═════ Selected text ═════

In 1927 Freeman moved to New York and worked as a session player and band member with Red Nichols, Roger Wolfe Kahn, Ben Pollack Joe Venuti and Eddie Condon in 1933 producing one of his most notable performances on the recording of “The Eel” which would later become Bud’s nickname for his long snake-like improvisations.
Bud’s smooth and full-tenor sax style with a heavy robust swing was the signature that got him gigs with the Tommy Dorsey and Benny Goodman orchestras along with leading his own Summa Cum Laude Orchestra. During WWII he joined the Army and led the band in the Aleutian Islands. Returning to New York after his discharge, for the next couple of decades he led his own groups, worked with Eddie Condon, Buck Clayton, ruby Braff, Vic Dickerson and Jo Jones. He was a member of the World’s Greatest Jazz Band off and on, moved to England in 1974, performing, touring and recording throughout Europe. He returned to Chicago and continued to work well into his eighties.
Tenor saxophonist, clarinetist, composer and bandleader Bud Freeman passed away on March 15, 1991 in his hometown of Chicago. He was posthumously inducted into the Big Band and Jazz Hall Of Fame in 1992.

Daily Dose Of Jazz…
Russell Garcia was born April 12 1916 in Oakland, California but for most of his life has resided in New Zealand. The self-taught musician with only a few lessons in high school could read music from a very young age. He began his career at age five when one of his brothers bought him a $5 cornet. In school he started up a jazz band so he could play his horn and it became an outlet for his compositions and arrangements.

═════ Records provided ═════

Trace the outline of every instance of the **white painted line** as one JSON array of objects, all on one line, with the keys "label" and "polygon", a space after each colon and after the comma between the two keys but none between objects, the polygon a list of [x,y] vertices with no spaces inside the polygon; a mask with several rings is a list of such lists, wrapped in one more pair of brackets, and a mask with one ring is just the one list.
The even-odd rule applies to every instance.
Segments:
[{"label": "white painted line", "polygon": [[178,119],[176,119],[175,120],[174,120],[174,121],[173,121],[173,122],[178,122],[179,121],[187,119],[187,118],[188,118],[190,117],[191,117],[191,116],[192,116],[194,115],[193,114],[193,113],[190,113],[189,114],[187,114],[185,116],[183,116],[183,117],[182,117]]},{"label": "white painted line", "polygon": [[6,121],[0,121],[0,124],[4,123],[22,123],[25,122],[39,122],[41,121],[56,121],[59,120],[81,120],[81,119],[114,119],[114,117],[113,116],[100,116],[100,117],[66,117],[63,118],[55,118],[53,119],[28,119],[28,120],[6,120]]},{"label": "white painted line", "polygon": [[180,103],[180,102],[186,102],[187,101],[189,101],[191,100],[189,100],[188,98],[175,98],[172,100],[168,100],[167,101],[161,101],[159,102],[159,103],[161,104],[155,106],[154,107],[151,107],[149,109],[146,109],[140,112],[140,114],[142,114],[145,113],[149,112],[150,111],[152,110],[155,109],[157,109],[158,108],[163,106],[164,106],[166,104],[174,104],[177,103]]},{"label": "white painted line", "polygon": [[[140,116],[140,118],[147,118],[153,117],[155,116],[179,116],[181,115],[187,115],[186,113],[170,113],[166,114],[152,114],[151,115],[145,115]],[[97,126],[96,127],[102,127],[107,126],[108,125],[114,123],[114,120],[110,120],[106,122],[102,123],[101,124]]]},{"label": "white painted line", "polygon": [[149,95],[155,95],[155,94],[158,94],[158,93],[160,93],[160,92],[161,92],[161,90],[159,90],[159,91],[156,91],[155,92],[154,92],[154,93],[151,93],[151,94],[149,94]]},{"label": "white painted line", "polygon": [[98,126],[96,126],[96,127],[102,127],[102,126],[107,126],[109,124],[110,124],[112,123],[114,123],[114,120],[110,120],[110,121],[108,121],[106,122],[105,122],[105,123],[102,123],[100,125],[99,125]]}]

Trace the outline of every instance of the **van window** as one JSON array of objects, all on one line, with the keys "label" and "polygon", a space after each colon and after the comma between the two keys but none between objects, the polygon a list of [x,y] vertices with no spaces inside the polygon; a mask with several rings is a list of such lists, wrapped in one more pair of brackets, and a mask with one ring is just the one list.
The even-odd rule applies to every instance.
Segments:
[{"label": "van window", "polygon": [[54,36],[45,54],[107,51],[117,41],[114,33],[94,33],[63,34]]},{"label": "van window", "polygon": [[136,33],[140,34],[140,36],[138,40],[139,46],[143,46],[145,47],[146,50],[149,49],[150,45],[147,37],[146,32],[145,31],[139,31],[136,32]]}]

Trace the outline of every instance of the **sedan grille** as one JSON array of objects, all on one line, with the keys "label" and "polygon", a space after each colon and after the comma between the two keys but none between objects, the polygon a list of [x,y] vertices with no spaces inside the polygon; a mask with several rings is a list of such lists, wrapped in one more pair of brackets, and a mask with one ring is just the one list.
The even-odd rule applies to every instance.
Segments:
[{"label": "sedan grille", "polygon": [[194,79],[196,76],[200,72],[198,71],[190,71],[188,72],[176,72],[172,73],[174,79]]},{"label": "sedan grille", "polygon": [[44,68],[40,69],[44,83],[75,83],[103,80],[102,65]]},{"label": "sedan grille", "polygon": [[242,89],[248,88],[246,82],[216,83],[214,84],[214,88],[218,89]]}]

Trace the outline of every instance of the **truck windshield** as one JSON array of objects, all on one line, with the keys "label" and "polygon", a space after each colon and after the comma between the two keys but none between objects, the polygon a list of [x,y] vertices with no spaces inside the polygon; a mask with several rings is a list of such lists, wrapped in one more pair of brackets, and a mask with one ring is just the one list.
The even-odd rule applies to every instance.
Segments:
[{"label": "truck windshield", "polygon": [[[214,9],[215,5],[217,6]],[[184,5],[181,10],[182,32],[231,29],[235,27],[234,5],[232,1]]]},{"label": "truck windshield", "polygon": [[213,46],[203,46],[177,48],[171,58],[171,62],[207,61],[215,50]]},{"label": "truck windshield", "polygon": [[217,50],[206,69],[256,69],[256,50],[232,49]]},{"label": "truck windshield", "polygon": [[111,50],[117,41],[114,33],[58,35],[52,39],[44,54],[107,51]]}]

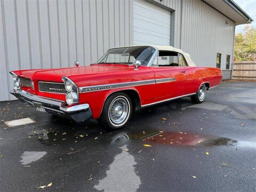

═════

Exercises to complete –
1/ Reproduce the passage of the jazz musician profiles starting at "Tenor saxophonist, clarinetist, composer" and ending at "compositions and arrangements.".
2/ Condense the paragraph of the jazz musician profiles that begins "Bud's smooth and full-tenor sax style" into a bulleted list of its main facts.

Results –
1/
Tenor saxophonist, clarinetist, composer and bandleader Bud Freeman passed away on March 15, 1991 in his hometown of Chicago. He was posthumously inducted into the Big Band and Jazz Hall Of Fame in 1992.

Daily Dose Of Jazz…
Russell Garcia was born April 12 1916 in Oakland, California but for most of his life has resided in New Zealand. The self-taught musician with only a few lessons in high school could read music from a very young age. He began his career at age five when one of his brothers bought him a $5 cornet. In school he started up a jazz band so he could play his horn and it became an outlet for his compositions and arrangements.

2/
- His smooth, full tenor sax style with heavy swing won him work with the Tommy Dorsey and Benny Goodman orchestras.
- He led his own Summa Cum Laude Orchestra.
- In WWII he joined the Army and led the band in the Aleutian Islands.
- After his discharge he returned to New York. For about two decades he led his own groups and worked with Eddie Condon and others.
- He played off and on with the World's Greatest Jazz Band.
- In 1974 he moved to England and performed, toured and recorded throughout Europe.
- He returned to Chicago and kept working into his eighties.